> _SHORT TASK 1_
In the forum thread about the PRS 7-string, reproduce the part starting with "## Shannon (May" and going on through "owns a PRS 7.", renaming "forum member" to "board member".
> _SHORT TASK 2_
Answer these questions from the forum thread about the PRS 7-string:
(a) What dollar amount did Shannon call absolutely insane for that guitar?
(b) Which poster said they would take 5-6 customs for that money?
(c) What single word did noodles write beneath the quote from Shannon?
> _SHORT TASK 3_
Carry on the forum thread about the PRS 7-string from its last post.

> _PASSAGE GIVEN_
(begin)

# PRS 7-STRING built 4 WES BORLAND custom (ebay again)



## skyclad (May 11, 2006)

14k - http://cgi.ebay.com/paul-reed-smith...414225984QQcategoryZ33045QQrdZ1QQcmdZViewItem


----------



## b3n (May 11, 2006)

For that money I'd take 5-6 customs NOT owned by Wes Borland.


----------



## Shannon (May 11, 2006)

Well, we all know his description is inaccurate about how many were made. We have one at least one forum member here that owns a PRS 7.

$14000 is absolutely insane for that guitar.


----------



## Firebeard (May 11, 2006)

Item Description said:


> I AM NOT AWARE OF ANY IMPERFECTIONS
> ALTHOUGH THERE MAY BE, I CAN'T FIND ONE



Uh...there are either imperfections or there aren't.


----------



## noodles (May 11, 2006)

Shannon said:


> $14000 is absolutely insane for any guitar.



Fixed.


----------



## Ibanez_fanboy (May 11, 2006)

satanicmind said:


> Uh...there are either imperfections or there aren't.


lol so true. there is or there isnt right. what a butt head.

(end)

> _INFORMATION SUPPLIED_

(begin)

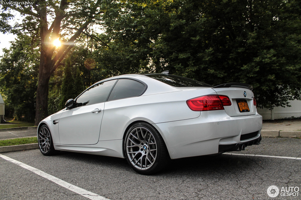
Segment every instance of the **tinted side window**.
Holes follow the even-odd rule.
[[[141,94],[145,86],[131,79],[119,79],[112,90],[108,101],[137,96]]]
[[[76,100],[77,106],[90,105],[106,101],[116,80],[96,84],[90,88]]]

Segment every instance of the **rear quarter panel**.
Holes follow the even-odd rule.
[[[106,102],[99,140],[122,139],[127,127],[136,121],[144,121],[151,124],[197,117],[200,112],[191,110],[186,101],[216,94],[210,88],[178,89],[177,92]]]

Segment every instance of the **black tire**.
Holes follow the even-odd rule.
[[[164,169],[170,159],[159,132],[144,122],[135,124],[129,129],[123,142],[123,150],[129,164],[142,174],[153,174]]]
[[[54,149],[51,133],[46,125],[41,126],[39,129],[38,143],[40,150],[45,156],[52,156],[60,152]]]

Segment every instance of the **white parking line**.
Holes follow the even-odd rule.
[[[76,186],[69,183],[67,183],[66,181],[60,179],[59,178],[48,174],[42,171],[41,171],[39,169],[38,169],[36,168],[35,168],[29,165],[24,164],[17,160],[11,158],[9,157],[8,157],[2,154],[0,154],[0,157],[6,160],[8,160],[18,165],[20,167],[22,167],[24,168],[25,168],[26,169],[28,169],[29,171],[37,174],[38,175],[46,178],[49,180],[51,180],[58,185],[59,185],[61,186],[71,190],[72,192],[74,192],[76,193],[77,193],[82,196],[83,196],[92,200],[110,200],[109,199],[98,195],[97,194],[93,193],[89,191],[86,190],[82,188]]]
[[[285,156],[266,156],[266,155],[256,155],[254,154],[242,154],[242,153],[224,153],[223,154],[227,154],[229,155],[239,155],[240,156],[258,156],[260,157],[269,157],[270,158],[286,158],[288,159],[295,159],[301,160],[301,158],[296,157],[287,157]]]
[[[17,136],[19,136],[19,135],[16,135],[14,133],[13,133],[11,132],[9,132],[9,131],[8,131],[8,132],[9,133],[11,133],[13,135],[17,135]]]

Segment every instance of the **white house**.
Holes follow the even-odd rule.
[[[0,119],[3,119],[4,118],[4,101],[2,98],[2,96],[0,94]]]
[[[263,120],[292,118],[301,117],[301,101],[294,100],[290,102],[291,107],[275,107],[269,110],[266,108],[257,109],[257,111],[262,116]]]

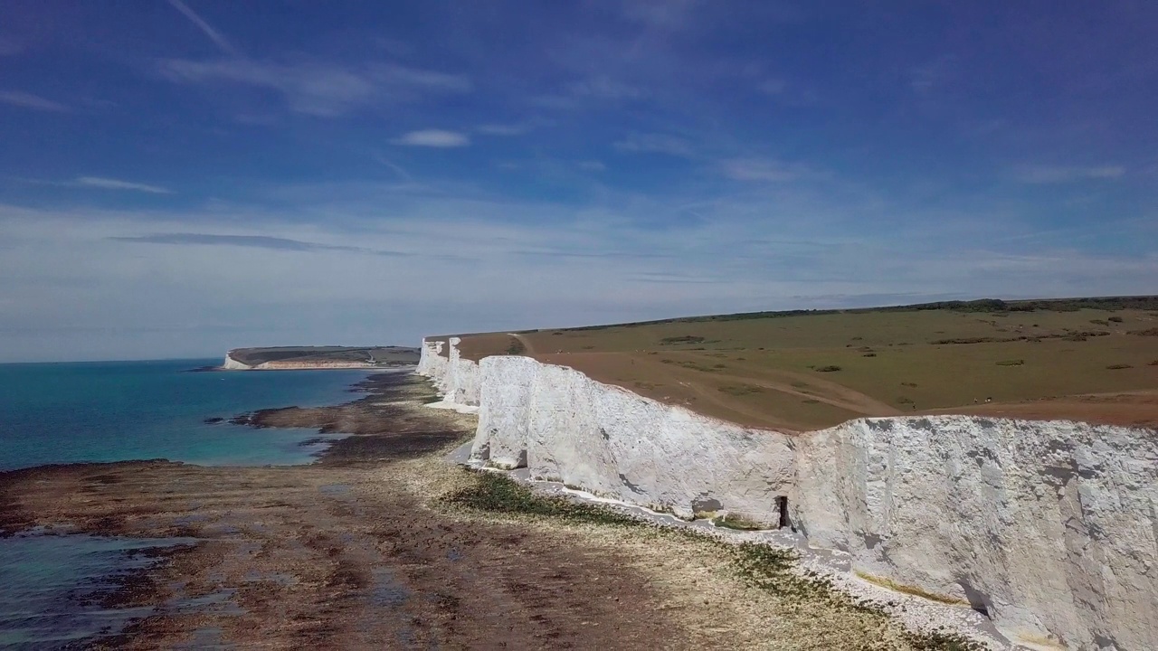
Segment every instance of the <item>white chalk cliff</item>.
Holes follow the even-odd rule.
[[[984,609],[1012,639],[1158,649],[1152,431],[935,416],[786,436],[457,343],[424,342],[418,372],[479,407],[476,459],[684,518],[776,526],[786,500],[811,546]]]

(end)

> _REPLY 1_
## Shannon (May 11, 2006)

Well, we all know his description is inaccurate about how many were made. We have one at least one board member here that owns a PRS 7.

> _REPLY 2_
(a) $14000
(b) b3n
(c) Fixed.

> _REPLY 3_
----------



## noodles (May 11, 2006)

If I'm going to spend $14k on *anything*, it better come with better pics than that. I guess he's asking $14k so he can afford a camera that doesn't suck.


----------



## bulb (May 11, 2006)

sketchy sketchy, if he is serious, he should at least have a better rating...


----------



## steve777 (May 11, 2006)

#%@#@% ebay! Unfortunately, for every 1 decent person on there, there are a handful of these douchebags looking to rip people off. I hate that fucking shithole!

Not to mention, that even if I were a worth millions, there is no guitar I would pay 14k for when you could get 5-6 fantastic guitars for that price. When it comes to owning guitars, less can never equal more. Just my 2 pennies.


----------



## giannifive (May 11, 2006)

Nice! If only there were some $13,000 7-string PAFs I could put in it...


----------



## bostjan (May 11, 2006)

giannifive said:


> Nice! If only there were some $13,000 7-string PAFs I could put in it...



 !!!


----------



## 7 Dying Trees (May 11, 2006)

giannifive said:


> Nice! If only there were some $13,000 7-string PAFs I could put in it...


----------



## bulb (May 11, 2006)

HAHAHA! probably cousins or something..


----------



## Chris (May 11, 2006)

14k, and the fucker doesn't even toss in shipping? Sheesh!


----------



## Michael (May 11, 2006)

Gosh  

 That's just stupid!


----------



## The Dark Wolf (May 12, 2006)

giannifive said:


> Nice! If only there were some $13,000 7-string PAFs I could put in it...


*high 5* No shit, ha ha.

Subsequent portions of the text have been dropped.